Exercise instructions:
a – Using the passage below about the Forbes children, decide whether each statement agrees with it: (i) the children's grandfather was a vicar; (ii) the children's father is known to have died; (iii) after their grandfather dies, the children go to live with their paternal grandmother. For each, answer yes or no and quote the deciding words.
b – Repeat the part of the passage below about the Forbes children starting with "Our three kids" and going on through "Nicky Heath, etc..".

=== Page excerpt ===

Our three kids – Streatfeild likes families with three or four kids – are Sorrel, Mark and Holly Forbes, who have been living a Terribly Respectable life with their vicar grandfather, their mum having died and their sailor dad being missing in action.  When their grandfather dies, they have to go to live with their unknown maternal grandmother, who turns out to be the matriarch of a theatrical dynasty.  The grandmother, aunts, uncles and cousins are all fairly stereotypical theatre sorts, but, apart from the grandmother herself, they aren’t too OTT.  One of the cousins is a brat, As I’ve said, but there’s nearly always a brat in a Streatfeild book – think Lydia Robinson, Nicky Heath, etc..

=== Data section ===

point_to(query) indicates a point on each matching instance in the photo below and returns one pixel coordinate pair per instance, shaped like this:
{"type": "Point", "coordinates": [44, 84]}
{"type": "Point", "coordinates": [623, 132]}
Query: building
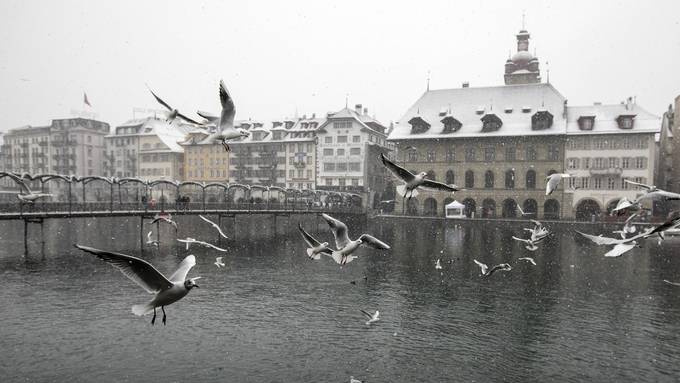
{"type": "Point", "coordinates": [607, 144]}
{"type": "Point", "coordinates": [349, 143]}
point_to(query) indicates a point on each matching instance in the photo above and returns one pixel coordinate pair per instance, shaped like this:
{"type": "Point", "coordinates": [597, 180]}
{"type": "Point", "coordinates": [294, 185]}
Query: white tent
{"type": "Point", "coordinates": [455, 210]}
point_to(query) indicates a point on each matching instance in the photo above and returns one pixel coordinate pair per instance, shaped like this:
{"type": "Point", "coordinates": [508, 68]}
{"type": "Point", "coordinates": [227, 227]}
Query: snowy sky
{"type": "Point", "coordinates": [279, 57]}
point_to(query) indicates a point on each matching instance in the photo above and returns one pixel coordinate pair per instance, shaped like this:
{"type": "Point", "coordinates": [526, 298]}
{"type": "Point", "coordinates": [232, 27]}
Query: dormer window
{"type": "Point", "coordinates": [541, 120]}
{"type": "Point", "coordinates": [418, 125]}
{"type": "Point", "coordinates": [626, 121]}
{"type": "Point", "coordinates": [586, 122]}
{"type": "Point", "coordinates": [451, 124]}
{"type": "Point", "coordinates": [491, 123]}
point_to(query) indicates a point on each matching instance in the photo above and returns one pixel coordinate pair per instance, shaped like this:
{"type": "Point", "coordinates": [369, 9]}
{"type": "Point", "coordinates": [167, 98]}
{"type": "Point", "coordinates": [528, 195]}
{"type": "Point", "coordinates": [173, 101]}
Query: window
{"type": "Point", "coordinates": [469, 179]}
{"type": "Point", "coordinates": [431, 156]}
{"type": "Point", "coordinates": [488, 179]}
{"type": "Point", "coordinates": [489, 154]}
{"type": "Point", "coordinates": [510, 153]}
{"type": "Point", "coordinates": [531, 153]}
{"type": "Point", "coordinates": [450, 155]}
{"type": "Point", "coordinates": [469, 153]}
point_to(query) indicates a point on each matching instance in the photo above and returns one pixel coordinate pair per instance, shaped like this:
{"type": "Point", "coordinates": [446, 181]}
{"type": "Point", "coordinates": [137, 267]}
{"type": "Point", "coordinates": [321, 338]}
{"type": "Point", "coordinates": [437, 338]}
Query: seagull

===

Answers for this exercise:
a –
(i) Yes: "their vicar grandfather"
(ii) No: "their sailor dad being missing in action"
(iii) No: "their unknown maternal grandmother"

b –
Our three kids – Streatfeild likes families with three or four kids – are Sorrel, Mark and Holly Forbes, who have been living a Terribly Respectable life with their vicar grandfather, their mum having died and their sailor dad being missing in action.  When their grandfather dies, they have to go to live with their unknown maternal grandmother, who turns out to be the matriarch of a theatrical dynasty.  The grandmother, aunts, uncles and cousins are all fairly stereotypical theatre sorts, but, apart from the grandmother herself, they aren’t too OTT.  One of the cousins is a brat, As I’ve said, but there’s nearly always a brat in a Streatfeild book – think Lydia Robinson, Nicky Heath, etc..